| Work to complete |
Rewrite the passage of the essay about teaching at Yale starting at "The course fell" and ending at "find me out.", substituting "an outsider" for "a stranger".
* begin Source excerpt *
I used to teach a course at Yale on the history of campaign reporting. It was a super gig, well-paid, intellectually demanding, intellectually rewarding, and I threw myself into it. But I carried a secret with me I never revealed. I felt I didn’t belong.
The course fell into my lap. A friend had been teaching it (though on a different theme). Before they moved on, they recommended me. By that time, I had earned the recommendation. I was the top editor of New Haven’s alternative newsweekly, and before that I’d been at three small newspapers. (I was then only beginning to write about national politics.) Given that, hiring me was an easy staffing decision.
But, as I said, I felt like a stranger in a strange land. This was Yale, after all—Y a l e! This is where the Big Dogs ran, I believed. This is where Bob Woodward taught, and Steven Brill, too, and writers for the Times and The New Yorker. I wasn’t a Big Dog! Yet I felt like I had to pretend to be, because if I wasn’t, why was I teaching at Yale? And because I was pretending, I feared that any moment, someone would find me out.
* end Source excerpt *
* begin Dataset excerpts *
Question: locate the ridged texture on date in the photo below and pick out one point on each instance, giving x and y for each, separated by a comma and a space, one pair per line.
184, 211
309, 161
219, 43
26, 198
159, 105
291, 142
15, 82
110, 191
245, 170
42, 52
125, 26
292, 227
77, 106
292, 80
* end Dataset excerpts *
| The reply |
The course fell into my lap. A friend had been teaching it (though on a different theme). Before they moved on, they recommended me. By that time, I had earned the recommendation. I was the top editor of New Haven’s alternative newsweekly, and before that I’d been at three small newspapers. (I was then only beginning to write about national politics.) Given that, hiring me was an easy staffing decision.
But, as I said, I felt like an outsider in a strange land. This was Yale, after all—Y a l e! This is where the Big Dogs ran, I believed. This is where Bob Woodward taught, and Steven Brill, too, and writers for the Times and The New Yorker. I wasn’t a Big Dog! Yet I felt like I had to pretend to be, because if I wasn’t, why was I teaching at Yale? And because I was pretending, I feared that any moment, someone would find me out.